Exercise material section start

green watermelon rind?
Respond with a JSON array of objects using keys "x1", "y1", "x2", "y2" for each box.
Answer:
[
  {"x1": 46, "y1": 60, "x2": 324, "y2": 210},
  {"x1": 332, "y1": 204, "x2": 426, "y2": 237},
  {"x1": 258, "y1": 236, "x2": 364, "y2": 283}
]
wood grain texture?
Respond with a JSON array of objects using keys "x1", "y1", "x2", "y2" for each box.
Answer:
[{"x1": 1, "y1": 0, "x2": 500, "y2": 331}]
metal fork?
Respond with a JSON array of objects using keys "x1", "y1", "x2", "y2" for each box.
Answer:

Exercise material section end

» What needs to be done: Without leaving anything out, repeat the data exactly.

» Result below:
green watermelon rind?
Respond with a JSON array of objects using keys "x1", "y1", "x2", "y2" for each box.
Answer:
[
  {"x1": 46, "y1": 60, "x2": 324, "y2": 210},
  {"x1": 332, "y1": 204, "x2": 426, "y2": 237},
  {"x1": 258, "y1": 236, "x2": 364, "y2": 283}
]
wood grain texture?
Respond with a JSON array of objects using keys "x1", "y1", "x2", "y2" for each box.
Answer:
[{"x1": 1, "y1": 0, "x2": 500, "y2": 331}]
metal fork?
Respond with a JSON array of objects using keys "x1", "y1", "x2", "y2" for each box.
Answer:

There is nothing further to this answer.